### [Dataset content]
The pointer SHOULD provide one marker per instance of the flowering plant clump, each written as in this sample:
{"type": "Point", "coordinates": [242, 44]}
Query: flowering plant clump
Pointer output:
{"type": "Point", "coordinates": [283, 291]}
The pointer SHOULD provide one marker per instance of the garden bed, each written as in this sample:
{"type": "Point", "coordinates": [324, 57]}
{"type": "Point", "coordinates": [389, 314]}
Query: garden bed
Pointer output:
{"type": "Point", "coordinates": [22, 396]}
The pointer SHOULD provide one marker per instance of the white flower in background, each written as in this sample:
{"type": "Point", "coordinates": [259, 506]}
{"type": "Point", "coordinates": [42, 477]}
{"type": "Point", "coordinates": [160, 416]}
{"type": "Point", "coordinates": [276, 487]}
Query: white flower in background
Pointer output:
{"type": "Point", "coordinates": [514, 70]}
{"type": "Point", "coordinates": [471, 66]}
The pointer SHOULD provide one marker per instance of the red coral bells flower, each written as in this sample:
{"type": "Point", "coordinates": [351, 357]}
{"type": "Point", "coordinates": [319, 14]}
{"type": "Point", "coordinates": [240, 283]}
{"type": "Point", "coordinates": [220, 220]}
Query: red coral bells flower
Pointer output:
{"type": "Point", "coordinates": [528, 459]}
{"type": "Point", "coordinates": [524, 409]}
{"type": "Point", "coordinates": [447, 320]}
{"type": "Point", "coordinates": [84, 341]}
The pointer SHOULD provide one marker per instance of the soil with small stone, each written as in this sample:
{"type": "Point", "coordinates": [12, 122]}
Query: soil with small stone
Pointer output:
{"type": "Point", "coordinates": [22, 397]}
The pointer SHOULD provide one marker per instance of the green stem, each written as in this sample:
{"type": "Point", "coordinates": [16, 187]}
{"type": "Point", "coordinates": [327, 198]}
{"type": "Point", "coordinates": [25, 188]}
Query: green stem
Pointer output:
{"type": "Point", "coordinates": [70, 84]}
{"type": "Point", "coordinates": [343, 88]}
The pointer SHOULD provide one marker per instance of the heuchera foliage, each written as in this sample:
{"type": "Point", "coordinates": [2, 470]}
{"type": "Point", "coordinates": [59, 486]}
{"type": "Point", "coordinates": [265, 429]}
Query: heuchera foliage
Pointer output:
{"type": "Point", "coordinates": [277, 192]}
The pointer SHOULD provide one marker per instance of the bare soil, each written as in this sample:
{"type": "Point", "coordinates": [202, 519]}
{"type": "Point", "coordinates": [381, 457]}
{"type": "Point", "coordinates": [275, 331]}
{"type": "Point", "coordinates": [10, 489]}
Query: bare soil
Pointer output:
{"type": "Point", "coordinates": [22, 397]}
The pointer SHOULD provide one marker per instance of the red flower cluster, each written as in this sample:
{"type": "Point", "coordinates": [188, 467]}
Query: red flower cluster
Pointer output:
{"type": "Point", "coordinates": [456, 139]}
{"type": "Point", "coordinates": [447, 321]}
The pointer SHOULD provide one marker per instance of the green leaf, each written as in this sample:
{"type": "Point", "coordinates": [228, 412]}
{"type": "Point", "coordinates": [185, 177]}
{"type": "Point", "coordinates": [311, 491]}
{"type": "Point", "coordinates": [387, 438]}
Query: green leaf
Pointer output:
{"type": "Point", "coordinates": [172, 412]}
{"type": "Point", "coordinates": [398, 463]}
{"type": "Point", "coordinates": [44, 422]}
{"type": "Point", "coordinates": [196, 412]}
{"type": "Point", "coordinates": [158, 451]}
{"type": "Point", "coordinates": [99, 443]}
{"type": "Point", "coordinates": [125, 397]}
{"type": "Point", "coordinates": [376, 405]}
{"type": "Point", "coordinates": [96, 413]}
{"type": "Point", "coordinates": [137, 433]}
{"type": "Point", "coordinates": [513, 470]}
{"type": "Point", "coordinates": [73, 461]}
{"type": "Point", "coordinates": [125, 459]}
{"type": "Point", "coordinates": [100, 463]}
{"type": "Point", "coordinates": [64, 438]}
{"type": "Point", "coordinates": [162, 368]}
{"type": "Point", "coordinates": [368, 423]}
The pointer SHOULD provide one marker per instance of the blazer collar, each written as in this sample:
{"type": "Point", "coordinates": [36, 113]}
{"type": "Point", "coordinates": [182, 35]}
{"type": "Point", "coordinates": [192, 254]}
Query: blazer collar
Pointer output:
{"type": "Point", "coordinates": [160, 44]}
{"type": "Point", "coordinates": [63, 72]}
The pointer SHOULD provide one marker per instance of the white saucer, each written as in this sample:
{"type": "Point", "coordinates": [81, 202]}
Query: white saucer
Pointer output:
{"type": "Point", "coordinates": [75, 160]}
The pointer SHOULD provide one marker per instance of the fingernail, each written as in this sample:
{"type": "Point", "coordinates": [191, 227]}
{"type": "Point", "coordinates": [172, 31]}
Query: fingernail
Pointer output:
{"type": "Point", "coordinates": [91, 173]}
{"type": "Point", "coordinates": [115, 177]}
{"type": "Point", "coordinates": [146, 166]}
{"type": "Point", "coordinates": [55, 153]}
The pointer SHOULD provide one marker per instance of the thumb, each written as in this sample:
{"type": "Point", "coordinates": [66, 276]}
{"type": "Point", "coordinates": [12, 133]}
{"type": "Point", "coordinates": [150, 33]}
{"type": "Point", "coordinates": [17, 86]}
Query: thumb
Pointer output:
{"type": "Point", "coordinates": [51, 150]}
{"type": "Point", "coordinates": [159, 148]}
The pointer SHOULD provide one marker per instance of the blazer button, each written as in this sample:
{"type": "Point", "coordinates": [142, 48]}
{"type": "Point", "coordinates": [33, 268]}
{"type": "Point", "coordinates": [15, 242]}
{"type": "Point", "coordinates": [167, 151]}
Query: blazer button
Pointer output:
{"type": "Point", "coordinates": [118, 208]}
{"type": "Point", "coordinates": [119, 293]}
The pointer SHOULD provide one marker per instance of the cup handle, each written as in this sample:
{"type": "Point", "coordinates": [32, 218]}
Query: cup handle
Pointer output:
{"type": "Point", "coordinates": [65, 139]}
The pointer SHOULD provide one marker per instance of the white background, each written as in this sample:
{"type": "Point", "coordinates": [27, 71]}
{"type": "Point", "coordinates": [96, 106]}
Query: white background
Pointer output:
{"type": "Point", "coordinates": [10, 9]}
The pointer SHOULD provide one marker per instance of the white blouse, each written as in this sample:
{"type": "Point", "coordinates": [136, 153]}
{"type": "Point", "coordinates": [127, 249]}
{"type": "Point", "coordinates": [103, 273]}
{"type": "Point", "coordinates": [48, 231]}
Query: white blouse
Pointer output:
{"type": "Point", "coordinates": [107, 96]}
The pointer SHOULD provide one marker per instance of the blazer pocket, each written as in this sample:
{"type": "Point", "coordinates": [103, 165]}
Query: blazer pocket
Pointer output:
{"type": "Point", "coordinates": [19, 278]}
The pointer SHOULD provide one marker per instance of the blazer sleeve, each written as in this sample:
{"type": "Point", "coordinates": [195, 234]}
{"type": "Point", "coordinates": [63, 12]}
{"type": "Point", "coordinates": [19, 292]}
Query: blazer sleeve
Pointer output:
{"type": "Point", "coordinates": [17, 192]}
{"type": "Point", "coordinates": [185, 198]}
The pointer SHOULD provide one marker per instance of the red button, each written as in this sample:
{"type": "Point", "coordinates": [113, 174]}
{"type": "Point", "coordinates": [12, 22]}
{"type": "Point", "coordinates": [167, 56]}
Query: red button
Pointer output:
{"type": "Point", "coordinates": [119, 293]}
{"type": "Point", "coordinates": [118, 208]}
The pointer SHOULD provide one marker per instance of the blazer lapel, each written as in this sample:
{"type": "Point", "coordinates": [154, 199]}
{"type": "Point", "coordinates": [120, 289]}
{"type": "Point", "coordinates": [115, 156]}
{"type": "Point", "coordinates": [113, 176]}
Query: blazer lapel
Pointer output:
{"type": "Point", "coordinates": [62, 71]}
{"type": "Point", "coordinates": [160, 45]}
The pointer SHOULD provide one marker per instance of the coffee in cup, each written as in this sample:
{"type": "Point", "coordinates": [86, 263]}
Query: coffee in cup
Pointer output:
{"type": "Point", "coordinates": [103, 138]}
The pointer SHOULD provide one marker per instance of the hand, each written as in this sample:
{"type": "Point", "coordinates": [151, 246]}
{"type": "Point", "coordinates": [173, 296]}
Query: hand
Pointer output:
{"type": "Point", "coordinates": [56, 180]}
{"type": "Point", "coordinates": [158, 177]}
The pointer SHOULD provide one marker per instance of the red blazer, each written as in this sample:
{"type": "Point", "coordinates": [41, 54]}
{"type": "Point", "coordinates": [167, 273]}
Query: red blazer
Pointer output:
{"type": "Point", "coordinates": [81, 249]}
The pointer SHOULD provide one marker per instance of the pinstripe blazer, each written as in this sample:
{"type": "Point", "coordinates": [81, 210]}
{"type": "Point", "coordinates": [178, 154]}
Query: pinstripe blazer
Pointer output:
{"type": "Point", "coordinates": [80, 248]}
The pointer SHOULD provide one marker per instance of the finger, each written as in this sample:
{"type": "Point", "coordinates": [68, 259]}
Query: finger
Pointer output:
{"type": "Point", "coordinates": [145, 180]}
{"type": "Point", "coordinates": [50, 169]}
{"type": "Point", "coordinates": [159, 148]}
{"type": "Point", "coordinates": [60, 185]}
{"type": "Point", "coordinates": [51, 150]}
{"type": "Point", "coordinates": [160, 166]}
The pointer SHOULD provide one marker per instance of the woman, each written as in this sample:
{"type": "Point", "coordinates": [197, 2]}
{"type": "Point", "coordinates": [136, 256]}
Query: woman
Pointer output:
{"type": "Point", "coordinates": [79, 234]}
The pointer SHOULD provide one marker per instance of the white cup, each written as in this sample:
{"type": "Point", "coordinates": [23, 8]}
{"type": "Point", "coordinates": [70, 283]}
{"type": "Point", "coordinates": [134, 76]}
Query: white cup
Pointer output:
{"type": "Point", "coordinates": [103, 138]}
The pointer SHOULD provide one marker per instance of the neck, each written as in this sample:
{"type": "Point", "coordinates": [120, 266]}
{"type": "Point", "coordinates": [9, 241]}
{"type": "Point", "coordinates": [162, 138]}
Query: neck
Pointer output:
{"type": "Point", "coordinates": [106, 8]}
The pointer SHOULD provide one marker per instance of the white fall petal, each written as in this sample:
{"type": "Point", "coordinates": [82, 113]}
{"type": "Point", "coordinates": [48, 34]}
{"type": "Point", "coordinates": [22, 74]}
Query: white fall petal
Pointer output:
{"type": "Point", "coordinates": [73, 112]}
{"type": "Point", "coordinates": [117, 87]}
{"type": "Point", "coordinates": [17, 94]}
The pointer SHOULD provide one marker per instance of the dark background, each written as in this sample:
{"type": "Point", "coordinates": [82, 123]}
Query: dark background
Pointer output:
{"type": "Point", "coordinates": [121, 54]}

### [Exercise aim]
Set out exactly the run of lines that begins at the line holding "The pointer SHOULD provide one marker per instance of the dark" and ends at the last line of the data.

### [Reply]
The pointer SHOULD provide one marker per instance of the dark background, each written as in this sample:
{"type": "Point", "coordinates": [82, 123]}
Query: dark background
Pointer output:
{"type": "Point", "coordinates": [121, 54]}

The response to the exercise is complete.